• EXERCISE REQUIREMENTS:
Answer these questions from the text on Adena Williams Loston:
1. From which university did she earn her Bachelor of Science degree, and in what year?
2. Of which college was she the second president?
3. How large a budget, including earmarks, was she responsible for at NASA?

Adena Williams Loston (born 1952) is the 14th president of St. Philip’s College. She was installed as the new president in ceremonies on March 1, 2007. St. Philip’s College, located in San Antonio, Texas, is the only historically Black college and Hispanic-serving institution in the United States.

Education
Loston earned her Bachelor of Science degree from Alcorn State University in 1973. She received her Master of Education and Doctor of Philosophy degrees from Bowling Green State University in 1974 and 1979 respectively. She also attended the Institute for Educational Management at Harvard University in 1996.

Career

Loston has taught as an associate professor at Georgia State University and an instructor at Arkansas State University and Houston Community College. She also taught as an adjunct instructor at the University of Houston–Downtown and Texas Southern University.

She then served as the Dean of Vocational Education, Budgets and Facilities, and Dean of Professional Programs at Santa Monica College, the Executive Dean/Provost in the El Paso Community College District, and ultimately as the President of San Jacinto College South, in Houston, Texas. She became the second president of San Jacinto College South and the first African-American president in the District.

Loston then served as the director of education and special assistant for Suborbital and Special Orbital Projects Directorate for the Goddard Space Flight Center, Wallops Flight Facility and Chief Education Officer for the National Aeronautics and Space Administration at its headquarters in Washington, D.C. Her initial appointment at NASA was as the associate administrator for education on October 28, 2002, and prior to joining the agency, she served as the NASA Administrator’s senior education advisor starting in September 2002.

As NASA’s senior education official, she was responsible for structuring the Office of Education, providing executive leadership, policy direction, functional management, and guidance in coordinating the Agency’s overall efforts to organize and enhance its education investments and portfolio nationally and internationally for its Headquarter operations, mission directorates and 10 field centers. Loston was responsible for a $230 million budget (including earmarks) and directed policy for $1.3 billion.

• RECORD EXTRACTS:
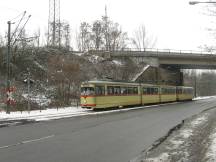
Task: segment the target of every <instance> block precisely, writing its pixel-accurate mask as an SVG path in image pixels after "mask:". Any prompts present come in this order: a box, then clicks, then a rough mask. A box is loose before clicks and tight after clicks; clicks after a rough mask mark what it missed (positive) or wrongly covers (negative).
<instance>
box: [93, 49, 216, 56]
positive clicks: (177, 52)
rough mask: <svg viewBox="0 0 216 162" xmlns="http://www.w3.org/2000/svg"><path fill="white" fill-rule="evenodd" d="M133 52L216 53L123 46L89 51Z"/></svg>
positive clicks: (169, 52) (177, 53)
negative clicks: (140, 48)
mask: <svg viewBox="0 0 216 162" xmlns="http://www.w3.org/2000/svg"><path fill="white" fill-rule="evenodd" d="M121 52H124V53H127V52H129V53H131V52H153V53H155V54H163V53H166V54H168V53H170V54H174V53H175V54H209V55H213V54H216V52H206V51H194V50H175V49H156V48H143V49H138V48H123V49H119V50H111V51H107V50H89V53H121Z"/></svg>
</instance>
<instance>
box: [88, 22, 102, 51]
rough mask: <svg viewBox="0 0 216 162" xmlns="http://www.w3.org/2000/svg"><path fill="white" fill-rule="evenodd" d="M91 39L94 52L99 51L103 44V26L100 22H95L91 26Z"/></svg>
mask: <svg viewBox="0 0 216 162" xmlns="http://www.w3.org/2000/svg"><path fill="white" fill-rule="evenodd" d="M91 39H92V42H93V46H94V48H95V49H96V50H98V49H100V48H101V46H102V44H104V42H103V24H102V22H101V21H99V20H96V21H95V22H94V23H93V25H92V34H91Z"/></svg>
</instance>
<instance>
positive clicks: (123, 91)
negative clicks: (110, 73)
mask: <svg viewBox="0 0 216 162" xmlns="http://www.w3.org/2000/svg"><path fill="white" fill-rule="evenodd" d="M121 94H123V95H126V94H127V88H126V87H121Z"/></svg>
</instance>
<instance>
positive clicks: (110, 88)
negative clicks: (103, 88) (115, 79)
mask: <svg viewBox="0 0 216 162" xmlns="http://www.w3.org/2000/svg"><path fill="white" fill-rule="evenodd" d="M107 94H108V95H113V94H114V87H112V86H107Z"/></svg>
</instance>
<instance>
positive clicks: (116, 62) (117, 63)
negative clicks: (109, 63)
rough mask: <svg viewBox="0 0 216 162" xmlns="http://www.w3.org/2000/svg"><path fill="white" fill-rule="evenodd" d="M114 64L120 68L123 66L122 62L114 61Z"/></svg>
mask: <svg viewBox="0 0 216 162" xmlns="http://www.w3.org/2000/svg"><path fill="white" fill-rule="evenodd" d="M112 62H113V63H114V64H116V65H119V66H122V65H123V63H122V62H121V61H117V60H113V61H112Z"/></svg>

• REPLY TO THE TASK:
1. Alcorn State University, in 1973.
2. San Jacinto College South.
3. $230 million.